**Problem to work on**. Return each line in the items below that contains the word "orange".

Items from a point labeling set
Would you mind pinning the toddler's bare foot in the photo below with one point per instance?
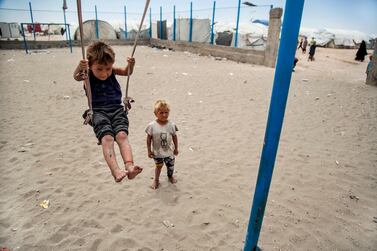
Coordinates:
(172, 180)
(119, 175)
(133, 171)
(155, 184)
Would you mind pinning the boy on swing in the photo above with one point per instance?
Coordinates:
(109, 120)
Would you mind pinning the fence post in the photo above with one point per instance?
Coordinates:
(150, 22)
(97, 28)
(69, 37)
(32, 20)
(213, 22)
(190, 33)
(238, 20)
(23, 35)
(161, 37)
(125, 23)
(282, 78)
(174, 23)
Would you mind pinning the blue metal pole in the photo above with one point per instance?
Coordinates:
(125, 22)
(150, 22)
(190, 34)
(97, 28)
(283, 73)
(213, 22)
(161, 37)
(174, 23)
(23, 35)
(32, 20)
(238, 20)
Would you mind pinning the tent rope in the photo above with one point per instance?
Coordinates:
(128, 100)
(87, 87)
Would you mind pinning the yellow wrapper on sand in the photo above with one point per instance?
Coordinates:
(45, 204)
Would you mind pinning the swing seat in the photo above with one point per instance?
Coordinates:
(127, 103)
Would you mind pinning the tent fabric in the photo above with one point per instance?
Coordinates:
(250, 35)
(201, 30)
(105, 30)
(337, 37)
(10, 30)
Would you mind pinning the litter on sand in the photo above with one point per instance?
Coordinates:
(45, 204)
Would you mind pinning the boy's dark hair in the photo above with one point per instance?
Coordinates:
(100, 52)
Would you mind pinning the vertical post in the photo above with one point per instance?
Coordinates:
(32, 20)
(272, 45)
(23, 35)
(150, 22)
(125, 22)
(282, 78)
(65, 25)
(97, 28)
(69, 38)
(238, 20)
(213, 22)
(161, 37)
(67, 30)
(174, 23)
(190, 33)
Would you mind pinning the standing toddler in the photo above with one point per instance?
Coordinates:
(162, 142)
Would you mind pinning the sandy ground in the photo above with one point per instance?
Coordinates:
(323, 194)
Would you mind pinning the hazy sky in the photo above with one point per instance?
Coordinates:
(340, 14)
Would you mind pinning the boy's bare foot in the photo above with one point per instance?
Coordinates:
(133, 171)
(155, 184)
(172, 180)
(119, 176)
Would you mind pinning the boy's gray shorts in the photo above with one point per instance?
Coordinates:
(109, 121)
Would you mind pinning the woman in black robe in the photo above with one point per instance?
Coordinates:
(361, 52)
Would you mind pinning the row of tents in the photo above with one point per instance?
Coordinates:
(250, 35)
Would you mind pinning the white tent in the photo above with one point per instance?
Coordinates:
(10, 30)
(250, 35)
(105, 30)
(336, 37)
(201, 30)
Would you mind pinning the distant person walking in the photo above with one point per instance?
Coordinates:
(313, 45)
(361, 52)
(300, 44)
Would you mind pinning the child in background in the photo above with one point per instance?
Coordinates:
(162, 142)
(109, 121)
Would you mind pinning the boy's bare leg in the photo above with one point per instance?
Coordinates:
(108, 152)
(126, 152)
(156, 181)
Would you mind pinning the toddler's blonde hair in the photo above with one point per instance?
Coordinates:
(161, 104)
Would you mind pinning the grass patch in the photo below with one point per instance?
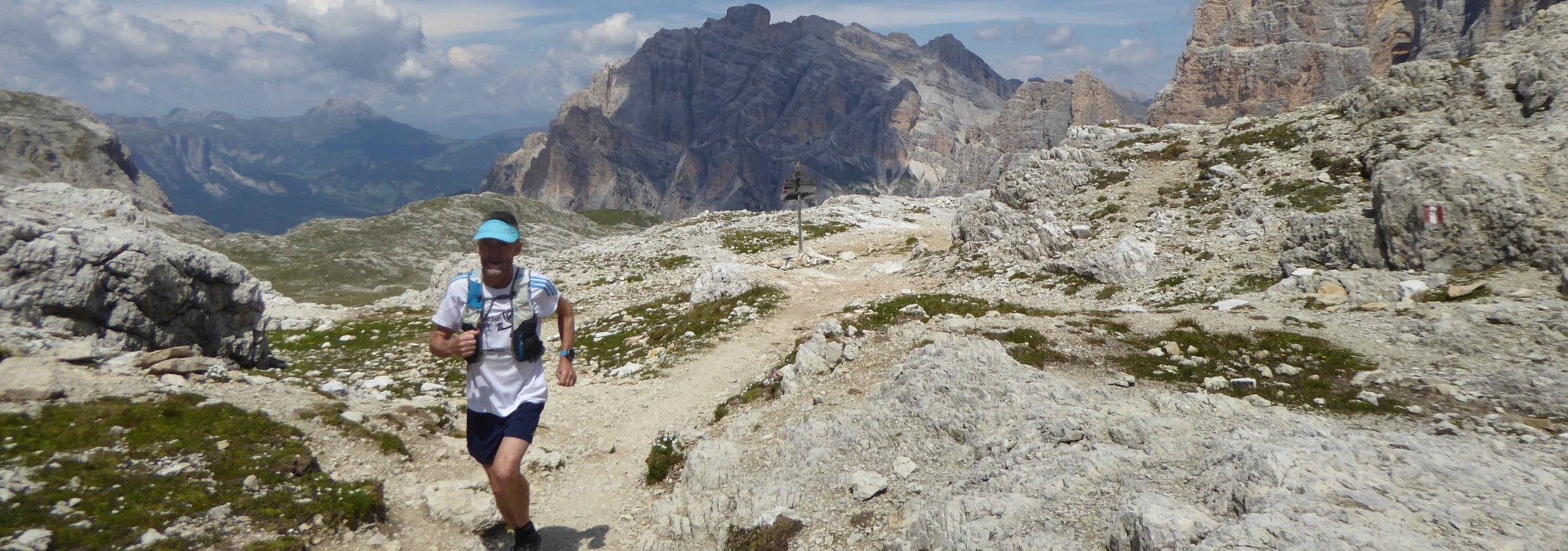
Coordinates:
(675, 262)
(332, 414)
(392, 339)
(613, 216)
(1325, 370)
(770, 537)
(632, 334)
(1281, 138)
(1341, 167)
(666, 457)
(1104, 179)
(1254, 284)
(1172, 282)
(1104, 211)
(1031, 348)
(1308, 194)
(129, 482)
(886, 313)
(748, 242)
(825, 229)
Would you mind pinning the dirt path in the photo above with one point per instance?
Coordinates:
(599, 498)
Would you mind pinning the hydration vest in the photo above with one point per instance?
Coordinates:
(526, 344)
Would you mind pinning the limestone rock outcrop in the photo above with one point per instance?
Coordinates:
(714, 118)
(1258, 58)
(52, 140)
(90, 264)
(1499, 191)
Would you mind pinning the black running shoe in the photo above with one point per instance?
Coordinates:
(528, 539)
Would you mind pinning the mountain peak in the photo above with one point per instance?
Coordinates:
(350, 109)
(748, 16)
==
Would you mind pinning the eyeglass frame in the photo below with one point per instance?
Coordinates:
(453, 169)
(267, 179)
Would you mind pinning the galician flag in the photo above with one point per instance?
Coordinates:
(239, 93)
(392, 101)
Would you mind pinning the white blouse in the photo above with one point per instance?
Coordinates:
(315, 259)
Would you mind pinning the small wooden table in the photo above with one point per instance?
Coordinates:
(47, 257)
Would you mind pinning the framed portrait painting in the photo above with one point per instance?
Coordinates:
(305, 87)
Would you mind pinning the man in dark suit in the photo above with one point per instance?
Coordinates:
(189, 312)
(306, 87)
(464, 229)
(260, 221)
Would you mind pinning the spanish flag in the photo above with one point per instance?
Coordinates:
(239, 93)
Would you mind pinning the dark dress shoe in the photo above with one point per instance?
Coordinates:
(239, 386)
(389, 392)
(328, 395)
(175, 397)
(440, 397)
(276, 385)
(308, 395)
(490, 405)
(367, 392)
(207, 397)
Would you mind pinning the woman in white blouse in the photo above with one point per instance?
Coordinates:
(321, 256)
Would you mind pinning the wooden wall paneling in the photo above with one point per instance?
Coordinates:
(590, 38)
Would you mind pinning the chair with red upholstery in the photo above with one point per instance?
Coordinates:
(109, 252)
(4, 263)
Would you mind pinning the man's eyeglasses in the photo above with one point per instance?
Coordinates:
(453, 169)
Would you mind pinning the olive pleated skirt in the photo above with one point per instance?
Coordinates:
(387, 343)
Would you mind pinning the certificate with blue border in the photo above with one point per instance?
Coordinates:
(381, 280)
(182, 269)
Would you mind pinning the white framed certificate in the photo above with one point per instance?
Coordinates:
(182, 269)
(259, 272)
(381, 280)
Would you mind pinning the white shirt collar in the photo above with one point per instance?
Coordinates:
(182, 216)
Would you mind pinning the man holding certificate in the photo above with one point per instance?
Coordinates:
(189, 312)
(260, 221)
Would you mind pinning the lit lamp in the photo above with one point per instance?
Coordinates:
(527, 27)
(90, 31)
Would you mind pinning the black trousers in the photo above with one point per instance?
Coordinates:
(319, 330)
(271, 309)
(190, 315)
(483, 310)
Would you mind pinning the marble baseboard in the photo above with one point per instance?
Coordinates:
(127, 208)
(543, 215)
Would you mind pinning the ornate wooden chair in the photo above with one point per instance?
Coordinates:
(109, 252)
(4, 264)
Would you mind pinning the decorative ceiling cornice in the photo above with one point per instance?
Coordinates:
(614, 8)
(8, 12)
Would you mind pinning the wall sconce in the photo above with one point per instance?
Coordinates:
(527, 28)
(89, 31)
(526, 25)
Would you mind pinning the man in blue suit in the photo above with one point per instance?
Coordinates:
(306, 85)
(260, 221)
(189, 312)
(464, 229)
==
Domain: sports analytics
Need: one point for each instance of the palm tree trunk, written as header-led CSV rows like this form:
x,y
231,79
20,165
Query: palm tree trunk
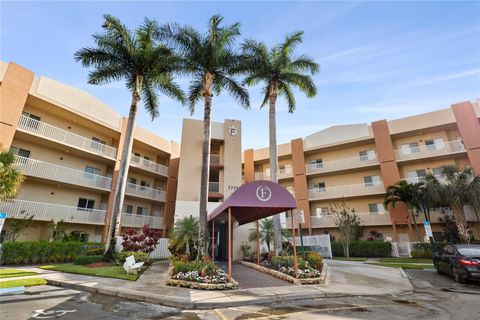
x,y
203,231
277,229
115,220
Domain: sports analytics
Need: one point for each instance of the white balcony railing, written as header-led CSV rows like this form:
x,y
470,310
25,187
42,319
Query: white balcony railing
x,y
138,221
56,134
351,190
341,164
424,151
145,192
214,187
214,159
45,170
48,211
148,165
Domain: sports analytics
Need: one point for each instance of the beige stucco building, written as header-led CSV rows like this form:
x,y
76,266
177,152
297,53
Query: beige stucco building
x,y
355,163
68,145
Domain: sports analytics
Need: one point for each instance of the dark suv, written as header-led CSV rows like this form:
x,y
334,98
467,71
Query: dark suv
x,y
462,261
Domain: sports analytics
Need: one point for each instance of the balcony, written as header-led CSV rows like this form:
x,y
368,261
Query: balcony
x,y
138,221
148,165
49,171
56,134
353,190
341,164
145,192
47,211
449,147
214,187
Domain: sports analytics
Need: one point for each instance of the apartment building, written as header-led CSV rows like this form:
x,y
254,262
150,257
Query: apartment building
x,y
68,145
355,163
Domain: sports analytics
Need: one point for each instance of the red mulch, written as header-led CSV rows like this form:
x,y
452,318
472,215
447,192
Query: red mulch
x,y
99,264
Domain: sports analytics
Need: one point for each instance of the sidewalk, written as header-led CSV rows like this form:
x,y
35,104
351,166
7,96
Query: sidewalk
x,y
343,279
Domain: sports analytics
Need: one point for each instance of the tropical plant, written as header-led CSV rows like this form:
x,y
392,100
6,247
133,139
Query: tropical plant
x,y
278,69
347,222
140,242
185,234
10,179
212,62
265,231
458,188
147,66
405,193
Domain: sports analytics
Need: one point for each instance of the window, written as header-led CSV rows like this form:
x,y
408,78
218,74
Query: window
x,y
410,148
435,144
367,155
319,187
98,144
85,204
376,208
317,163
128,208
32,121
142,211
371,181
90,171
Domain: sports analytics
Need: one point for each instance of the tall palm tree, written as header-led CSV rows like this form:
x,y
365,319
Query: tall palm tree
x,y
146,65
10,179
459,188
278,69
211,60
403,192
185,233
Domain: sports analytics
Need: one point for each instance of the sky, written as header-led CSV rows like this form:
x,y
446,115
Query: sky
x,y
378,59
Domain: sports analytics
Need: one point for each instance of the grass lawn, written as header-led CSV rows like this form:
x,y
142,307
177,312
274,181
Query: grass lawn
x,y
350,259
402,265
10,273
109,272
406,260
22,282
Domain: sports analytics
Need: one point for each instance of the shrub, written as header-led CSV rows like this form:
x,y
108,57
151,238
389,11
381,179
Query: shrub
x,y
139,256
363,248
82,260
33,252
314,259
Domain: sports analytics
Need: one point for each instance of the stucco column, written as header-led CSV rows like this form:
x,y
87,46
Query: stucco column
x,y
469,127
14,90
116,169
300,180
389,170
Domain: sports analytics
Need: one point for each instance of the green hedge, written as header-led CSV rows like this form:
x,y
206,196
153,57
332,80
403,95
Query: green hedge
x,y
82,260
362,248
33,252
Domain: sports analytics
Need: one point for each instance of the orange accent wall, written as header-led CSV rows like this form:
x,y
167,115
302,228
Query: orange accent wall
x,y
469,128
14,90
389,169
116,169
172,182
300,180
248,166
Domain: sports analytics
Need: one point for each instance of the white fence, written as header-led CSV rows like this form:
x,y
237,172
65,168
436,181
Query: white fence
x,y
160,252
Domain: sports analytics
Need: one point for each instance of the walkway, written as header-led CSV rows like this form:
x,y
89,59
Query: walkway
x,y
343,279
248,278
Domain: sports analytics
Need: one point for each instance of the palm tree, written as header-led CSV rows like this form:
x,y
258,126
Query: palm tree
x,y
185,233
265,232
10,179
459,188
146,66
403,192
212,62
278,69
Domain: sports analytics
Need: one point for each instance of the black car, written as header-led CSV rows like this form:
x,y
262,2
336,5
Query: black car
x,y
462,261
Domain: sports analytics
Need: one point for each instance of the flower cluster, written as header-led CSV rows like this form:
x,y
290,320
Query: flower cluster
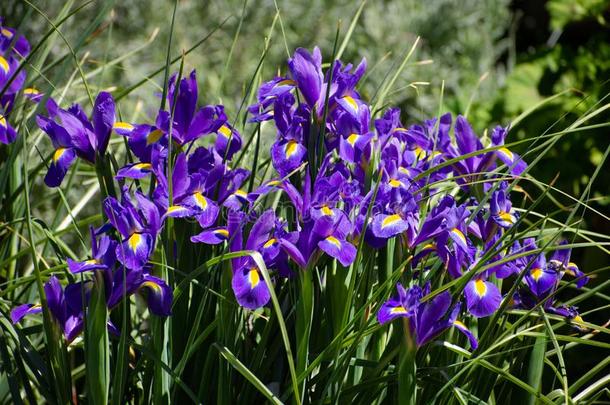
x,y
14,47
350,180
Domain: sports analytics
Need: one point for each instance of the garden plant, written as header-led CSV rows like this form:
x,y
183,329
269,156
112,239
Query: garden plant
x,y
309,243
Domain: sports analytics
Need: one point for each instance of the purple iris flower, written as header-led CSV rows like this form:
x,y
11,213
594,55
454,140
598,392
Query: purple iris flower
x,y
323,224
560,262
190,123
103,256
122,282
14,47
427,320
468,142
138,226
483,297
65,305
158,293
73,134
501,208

**Complete response**.
Need: one point for each instance of the orange accent wall, written as header-led CSV rows like this form:
Query: orange accent wall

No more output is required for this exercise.